- **TO DO**
**a)** Answer these questions from the figure legends:
(i) How many predicted miR-214 binding sites does Bim contain?
(ii) To what was luciferase activity normalized?
(iii) At which extracellular Ca²⁺ concentrations were the myocytes imaged?
**b)** Print the stretch of the figure legends from "Figure 6. miR-214" through "genes in vitro.".
**c)** List every gene whose 3′-UTR is shown with predicted miR-214 binding sites in the figure legends.

- **SELECTED TEXT**

◆ ◆ ◆ ◆ ◆

Figure 5. miR-214 regulation of Ca²⁺ signaling and cell death genes.

(A) Predicted miR-214 binding sites in the 3′-UTR of Bim, CamkIId, and Ppif mRNA. Bim contains 4 predicted sites, while CamkIId and Ppif each contain one. Site position relative to beginning of the 3′-UTR is indicated above each panel. Seed and target sequences are highlighted in red and base pairing between miR-214 and target site marked by vertical lines. (B and C) Target protein levels measured by immunoblotting in whole heart lysates from miR-214 KO mice compared with control at baseline (B) and after IR (7 days) (C). Quantification is normalized to indicated loading control and then compared with WT. Data are representative of 2 independent experiments. Mean ± SEM; n = 3. *P < 0.05, **P < 0.01. (D) Ability of miR-214 to directly repress the activity of luciferase reporter constructs that contain the 3′-UTR for CamkIId and Ppif as indicated. Transfection with or without miR-214 expression plasmid is indicated. Luciferase activity was normalized to β-galactosidase activity and compared with empty vector measurements. Luciferase assays were performed in triplicate and are representative of 2–3 independent experiments. Data are mean ± SEM. *P < 0.05.

Figure 6. miR-214 is required to maintain efficient Ca²⁺ handling.

(A) Representative Ca²⁺ traces obtained from isolated WT or miR-214 KO cardiomyocytes. Myocytes were imaged in the presence of 1.8 mM or 5.0 mM extracellular Ca²⁺. n = 15–20 cells, with 3–5 animals per group for all experiments. (B) Quantitative analyses of intracellular Ca²⁺ levels shown as corrected average peak Ca²⁺ transients in WT and miR-214 KO cardiomyocytes in 1.8 mM or 5.0 mM extracellular Ca²⁺ (top). Ca²⁺ transient decay shown as τ (seconds) comparing WT and KO at 1.8 mM and 5.0 mM extracellular Ca²⁺ (bottom). All data are mean ± SEM; ***P < 0.0001.

Figure 7. miR-214 protection of cardiomyocytes and regulation of target genes in vitro.

◆ ◆ ◆ ◆ ◆

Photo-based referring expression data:
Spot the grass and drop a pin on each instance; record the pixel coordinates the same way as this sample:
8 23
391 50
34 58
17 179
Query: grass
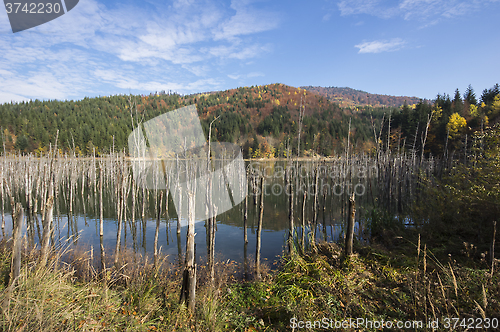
405 284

◆ ◆ ◆ ◆ ◆

- **ANSWERS TO THE EXERCISE**
**a)**
(i) 4
(ii) β-galactosidase activity
(iii) 1.8 mM or 5.0 mM

**b)**
Figure 6. miR-214 is required to maintain efficient Ca²⁺ handling.

(A) Representative Ca²⁺ traces obtained from isolated WT or miR-214 KO cardiomyocytes. Myocytes were imaged in the presence of 1.8 mM or 5.0 mM extracellular Ca²⁺. n = 15–20 cells, with 3–5 animals per group for all experiments. (B) Quantitative analyses of intracellular Ca²⁺ levels shown as corrected average peak Ca²⁺ transients in WT and miR-214 KO cardiomyocytes in 1.8 mM or 5.0 mM extracellular Ca²⁺ (top). Ca²⁺ transient decay shown as τ (seconds) comparing WT and KO at 1.8 mM and 5.0 mM extracellular Ca²⁺ (bottom). All data are mean ± SEM; ***P < 0.0001.

Figure 7. miR-214 protection of cardiomyocytes and regulation of target genes in vitro.

**c)**
Bim
CamkIId
Ppif